This research question is interesting and has many "real world" applications, however the present analysis is rather shallow, the methodology is inadequate, and the presentation of the results suffers from many problems. Before explaining all of this in more detail, I must say directly that my recommendation is to do a very major revision of the paper, which is not suitable for publication in the present state.
The manuscript is actually at the limit of needing a complete resubmission, and it is up to the authors to reflect on whether this is needed.
At the end of this report I propose some further studies and improvements which could lead to a suitable manuscript for the next revision, at least in my opinion.
# General comments
In general the manuscript was quite difficult to read, and I had to go back and forth constantly (a bit of "back and forth" is ok of course).
## Title and abstract
- The title of the manuscript itself is misleading since it tends to indicate that this is a new method to compute LVs, while in fact state-of-the-art methods are used and simple sensitivity analysis about them are performed. Something like "Sensitivity analysis of Lyapunov Vectors computation with respect to perturbations" would be more accurate.
- Again, in the abstract, it is stated that
"We propose a method using data assimilation to approximate the Lyapunov vectors using the estimate of the underlying trajectory obtained from the filter mean."
and this is misleading since the method to compute the LVs are the well-known and unmodified QR and Ginelli algorithms, the core of the study here being the sensitivity analysis. Thus this abstract needs to be clearer about what the subject of the article really is.

GIVEN DATA:

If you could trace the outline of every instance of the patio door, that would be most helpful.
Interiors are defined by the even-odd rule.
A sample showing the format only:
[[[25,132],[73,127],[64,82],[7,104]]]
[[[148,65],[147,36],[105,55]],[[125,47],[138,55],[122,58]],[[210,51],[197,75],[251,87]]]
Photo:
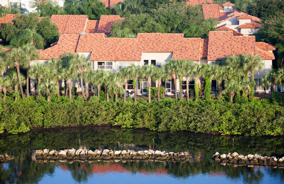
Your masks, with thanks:
[[[165,83],[165,95],[170,95],[171,94],[171,89],[172,89],[172,82],[171,82],[171,80],[169,81],[166,81]]]
[[[147,88],[148,87],[148,82],[143,82],[142,83],[142,94],[143,95],[147,94]]]

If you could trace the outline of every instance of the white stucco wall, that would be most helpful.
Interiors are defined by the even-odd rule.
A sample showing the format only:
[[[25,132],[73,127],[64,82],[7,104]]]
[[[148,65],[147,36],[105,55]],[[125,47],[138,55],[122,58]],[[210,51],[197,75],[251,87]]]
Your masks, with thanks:
[[[172,53],[143,53],[141,57],[140,66],[144,64],[144,60],[149,60],[149,64],[151,64],[151,60],[156,60],[156,65],[163,65],[167,61],[170,60],[173,57]]]
[[[244,35],[249,35],[253,34],[257,32],[257,29],[241,29],[241,33]]]
[[[250,19],[241,19],[239,20],[240,26],[243,25],[246,23],[250,23],[251,22],[251,20]]]

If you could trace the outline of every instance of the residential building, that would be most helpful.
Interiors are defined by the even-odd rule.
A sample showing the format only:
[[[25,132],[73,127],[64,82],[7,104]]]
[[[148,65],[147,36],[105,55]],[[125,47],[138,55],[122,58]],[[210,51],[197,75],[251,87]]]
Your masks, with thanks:
[[[184,38],[183,34],[139,33],[135,38],[107,38],[103,33],[61,34],[58,41],[52,47],[40,51],[40,59],[31,62],[44,63],[49,59],[59,58],[62,55],[72,53],[84,55],[91,61],[93,70],[105,70],[119,72],[123,67],[131,64],[143,66],[154,64],[160,66],[173,59],[189,59],[198,63],[214,64],[226,56],[233,54],[258,54],[263,59],[264,68],[255,73],[256,91],[270,92],[269,88],[260,85],[259,79],[272,68],[275,48],[264,42],[255,42],[254,36],[234,36],[232,31],[211,31],[208,39]],[[184,78],[183,79],[185,80]],[[179,82],[178,80],[177,82]],[[182,89],[185,88],[182,81]],[[146,93],[147,82],[137,82],[137,94]],[[154,81],[152,86],[156,86]],[[213,81],[212,90],[217,89],[217,81]],[[79,83],[74,85],[79,85]],[[190,83],[194,88],[194,82]],[[169,79],[163,85],[167,94],[174,94],[173,80]],[[34,91],[31,80],[31,91]],[[127,90],[133,90],[132,81]],[[178,90],[180,89],[178,88]]]
[[[219,21],[218,30],[234,31],[235,35],[248,35],[256,32],[260,28],[260,18],[234,9],[234,4],[227,2],[219,7],[218,4],[202,5],[205,19],[214,18]]]

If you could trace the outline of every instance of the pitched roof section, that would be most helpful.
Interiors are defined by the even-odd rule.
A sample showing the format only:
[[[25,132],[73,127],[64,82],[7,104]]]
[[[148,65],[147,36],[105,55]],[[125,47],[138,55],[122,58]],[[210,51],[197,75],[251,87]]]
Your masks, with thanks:
[[[120,15],[101,15],[97,32],[109,34],[113,23],[115,21],[123,20],[125,18],[121,17]]]
[[[223,6],[233,6],[234,5],[232,3],[231,3],[230,2],[227,2],[227,3],[225,3],[222,4],[222,5]]]
[[[60,33],[78,34],[84,31],[87,15],[52,15],[52,21],[57,25]]]
[[[240,29],[257,29],[261,27],[261,25],[255,21],[252,21],[251,22],[248,22],[240,26]]]
[[[214,2],[214,0],[187,0],[186,5],[195,6],[203,4],[212,4]]]
[[[63,54],[76,54],[79,37],[79,34],[61,34],[57,44],[39,53],[40,59],[59,59]]]
[[[275,48],[271,44],[264,42],[255,42],[255,46],[265,51],[275,51]]]
[[[219,6],[217,4],[202,5],[202,11],[205,19],[218,18],[221,16]]]
[[[229,28],[226,26],[222,26],[220,27],[219,28],[217,29],[217,31],[232,31],[233,35],[234,36],[244,36],[244,35],[240,32]]]
[[[7,23],[12,21],[17,17],[16,14],[6,14],[4,18],[0,18],[0,24]]]

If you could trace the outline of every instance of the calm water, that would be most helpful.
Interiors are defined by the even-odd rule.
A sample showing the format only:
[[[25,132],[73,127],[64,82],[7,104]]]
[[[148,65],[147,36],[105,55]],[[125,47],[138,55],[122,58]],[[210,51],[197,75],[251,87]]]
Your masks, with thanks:
[[[96,162],[37,164],[36,149],[86,148],[116,150],[154,149],[191,151],[189,163],[158,162]],[[234,167],[211,163],[216,151],[284,156],[284,137],[223,136],[188,132],[157,132],[110,128],[31,131],[0,136],[0,153],[15,156],[2,164],[0,183],[284,183],[284,169]]]

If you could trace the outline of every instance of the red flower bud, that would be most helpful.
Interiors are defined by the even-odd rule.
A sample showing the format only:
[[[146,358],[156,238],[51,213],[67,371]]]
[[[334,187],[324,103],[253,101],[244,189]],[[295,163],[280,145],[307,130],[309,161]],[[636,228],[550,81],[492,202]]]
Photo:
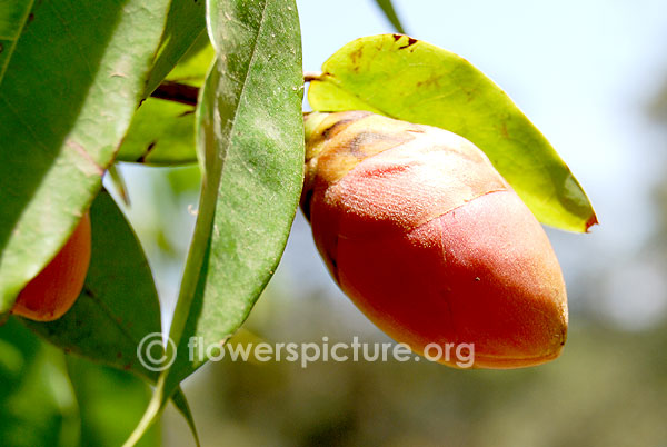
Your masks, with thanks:
[[[474,344],[476,368],[558,357],[567,331],[558,260],[481,150],[360,111],[310,113],[306,141],[301,207],[316,245],[381,330],[419,354]],[[439,361],[457,366],[454,356]]]
[[[11,312],[36,321],[62,317],[77,301],[90,264],[87,212],[56,257],[21,290]]]

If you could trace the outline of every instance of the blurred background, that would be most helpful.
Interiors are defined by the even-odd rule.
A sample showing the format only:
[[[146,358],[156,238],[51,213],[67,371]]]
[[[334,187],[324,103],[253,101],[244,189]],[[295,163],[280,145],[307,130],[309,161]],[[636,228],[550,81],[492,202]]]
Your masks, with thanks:
[[[564,354],[509,371],[396,360],[211,362],[185,383],[202,445],[667,446],[667,3],[394,4],[407,33],[465,57],[509,93],[593,201],[600,225],[589,235],[548,229],[568,285]],[[306,71],[350,40],[394,31],[371,0],[298,6]],[[168,326],[198,170],[120,169]],[[241,337],[325,336],[331,344],[388,341],[336,288],[299,213]],[[58,352],[11,324],[0,328],[0,380],[16,383],[0,388],[0,445],[120,445],[146,405],[141,384],[83,360],[67,375]],[[33,389],[19,396],[26,387]],[[86,390],[98,395],[87,400]],[[81,433],[71,416],[77,405],[88,415]],[[111,419],[120,435],[104,437]],[[145,443],[193,445],[172,408]]]

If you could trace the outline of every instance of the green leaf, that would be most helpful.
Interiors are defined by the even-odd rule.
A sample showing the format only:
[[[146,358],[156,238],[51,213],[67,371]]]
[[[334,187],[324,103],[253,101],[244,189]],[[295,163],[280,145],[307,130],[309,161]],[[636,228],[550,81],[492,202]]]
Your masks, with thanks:
[[[285,249],[302,185],[301,42],[293,0],[209,0],[217,50],[200,95],[202,192],[170,338],[176,361],[160,376],[132,446],[178,384],[230,337],[263,290]],[[200,337],[200,338],[199,338]]]
[[[152,166],[197,161],[195,106],[148,98],[132,117],[117,159]]]
[[[79,445],[79,411],[64,356],[13,318],[0,327],[0,439],[3,446]]]
[[[196,44],[198,38],[206,38],[205,29],[206,8],[203,1],[171,0],[167,26],[146,83],[143,98],[148,98],[162,82],[167,73],[176,67],[179,59],[188,52],[191,46]]]
[[[121,445],[150,399],[148,384],[74,356],[66,359],[81,416],[80,446]],[[139,447],[160,445],[160,426],[153,426]]]
[[[205,181],[171,331],[175,341],[201,337],[205,345],[219,344],[240,327],[272,276],[303,172],[295,2],[209,4],[211,41],[220,52],[198,115]],[[178,351],[177,381],[206,361],[190,361],[188,354]]]
[[[364,109],[450,130],[486,152],[541,222],[571,231],[597,222],[547,139],[465,59],[407,36],[382,34],[346,44],[322,71],[308,90],[315,110]]]
[[[398,18],[396,10],[394,9],[391,0],[375,0],[375,2],[378,7],[380,7],[382,12],[385,13],[385,17],[387,17],[387,20],[391,22],[396,31],[400,32],[401,34],[405,34],[406,31],[402,24],[400,23],[400,19]]]
[[[162,356],[160,307],[148,261],[122,212],[106,191],[93,202],[90,220],[90,268],[74,306],[54,321],[20,320],[67,351],[155,381],[157,371],[142,366],[137,356],[141,340],[149,335],[160,341],[150,354],[153,358]],[[148,365],[156,366],[150,361]]]
[[[175,98],[178,98],[179,88],[196,91],[196,88],[203,85],[213,56],[208,36],[203,33],[166,78],[170,82],[169,86],[176,86],[177,90],[172,93]],[[191,95],[189,91],[186,93]],[[196,102],[197,93],[195,92],[193,96],[192,102]],[[132,122],[120,145],[117,160],[152,166],[197,161],[195,108],[195,103],[158,98],[146,99],[132,117]]]
[[[4,0],[0,3],[0,86],[34,0]]]
[[[0,89],[0,312],[101,188],[139,105],[167,0],[36,3]]]

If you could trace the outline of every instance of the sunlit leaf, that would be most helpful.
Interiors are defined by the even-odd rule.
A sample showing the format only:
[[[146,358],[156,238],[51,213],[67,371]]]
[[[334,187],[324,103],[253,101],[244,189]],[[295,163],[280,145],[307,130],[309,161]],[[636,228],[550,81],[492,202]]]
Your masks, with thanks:
[[[168,9],[167,0],[34,3],[0,88],[0,312],[100,190]]]
[[[161,342],[160,307],[139,241],[107,192],[90,209],[92,255],[83,291],[74,306],[50,322],[21,321],[67,351],[156,379],[137,357],[141,340]],[[151,351],[161,357],[161,346]],[[156,367],[149,360],[149,367]]]
[[[199,37],[206,37],[205,16],[203,1],[171,0],[167,26],[146,83],[143,98],[147,98],[162,82]]]
[[[4,0],[0,3],[0,86],[23,27],[30,20],[33,0]]]
[[[243,322],[278,261],[302,183],[302,73],[293,0],[209,0],[217,63],[200,96],[202,192],[170,338],[176,362],[158,381],[135,445],[178,384]],[[209,351],[210,352],[210,351]]]
[[[197,161],[195,150],[195,107],[213,60],[213,49],[202,34],[160,86],[165,99],[148,98],[132,117],[117,160],[152,166]],[[179,91],[179,89],[181,91]],[[179,95],[181,93],[181,95]],[[171,96],[171,100],[168,99]]]
[[[437,126],[477,145],[536,217],[586,231],[596,216],[547,139],[511,99],[465,59],[399,34],[348,43],[310,83],[315,110],[365,109]]]

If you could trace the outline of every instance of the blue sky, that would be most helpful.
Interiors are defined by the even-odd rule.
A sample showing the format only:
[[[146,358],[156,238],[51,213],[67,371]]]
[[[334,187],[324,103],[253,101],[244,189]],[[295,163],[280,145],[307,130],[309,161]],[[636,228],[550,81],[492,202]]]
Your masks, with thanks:
[[[307,71],[318,71],[350,40],[392,31],[371,0],[297,3]],[[588,192],[600,226],[585,236],[549,230],[566,280],[581,284],[599,280],[601,270],[619,270],[600,291],[613,307],[609,316],[629,327],[655,320],[667,307],[667,285],[657,278],[660,268],[635,255],[650,244],[650,191],[666,168],[667,139],[647,108],[667,82],[667,3],[394,3],[409,34],[462,56],[507,91]],[[295,258],[309,250],[301,227],[298,221],[291,245],[299,248],[290,247],[288,264],[291,249]],[[312,262],[295,264],[315,275]]]

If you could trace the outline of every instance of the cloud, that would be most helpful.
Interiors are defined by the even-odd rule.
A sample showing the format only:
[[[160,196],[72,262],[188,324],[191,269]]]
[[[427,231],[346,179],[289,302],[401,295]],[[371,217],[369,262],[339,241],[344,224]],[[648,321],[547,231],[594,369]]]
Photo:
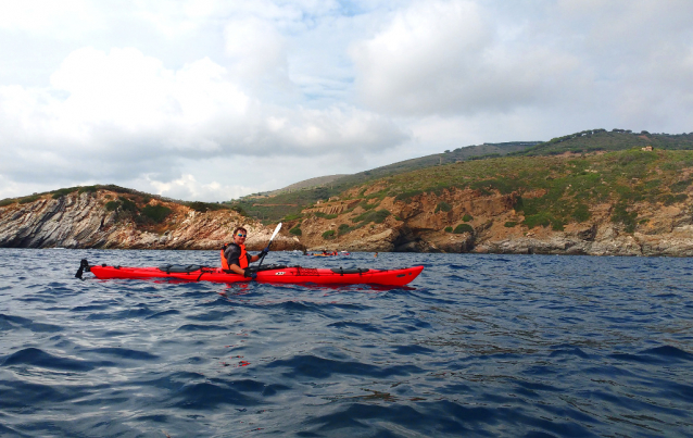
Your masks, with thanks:
[[[0,29],[56,39],[76,38],[103,25],[103,15],[88,0],[2,1]]]
[[[5,196],[228,199],[483,141],[693,124],[688,0],[56,4],[0,4]]]
[[[0,173],[17,180],[180,179],[191,161],[363,154],[406,139],[341,104],[265,103],[202,59],[166,68],[134,48],[72,52],[50,86],[0,87]]]
[[[415,3],[351,48],[361,99],[405,115],[505,112],[550,100],[546,74],[569,75],[576,60],[507,37],[476,2]]]

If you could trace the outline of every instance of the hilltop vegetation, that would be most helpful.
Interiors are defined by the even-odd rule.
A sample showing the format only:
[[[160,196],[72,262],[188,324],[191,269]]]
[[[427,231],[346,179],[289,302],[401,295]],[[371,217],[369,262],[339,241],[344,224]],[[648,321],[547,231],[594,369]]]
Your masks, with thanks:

DIRECTION: Tell whether each statement agrees with the review report, answering yes or no and quoting the words of the report that decide it. 1. The reviewer recommends rejecting the paper outright. 2. The reviewer finds the title of the manuscript misleading. 3. The reviewer says the paper computes the Lyapunov vectors with modified versions of the QR and Ginelli algorithms.

ANSWER TO THIS EXERCISE:
1. No: "my recommendation is to do a very major revision of the paper, which is not suitable for publication in the present state."
2. Yes: "The title of the manuscript itself is misleading"
3. No: "the method to compute the LVs are the well-known and unmodified QR and Ginelli algorithms"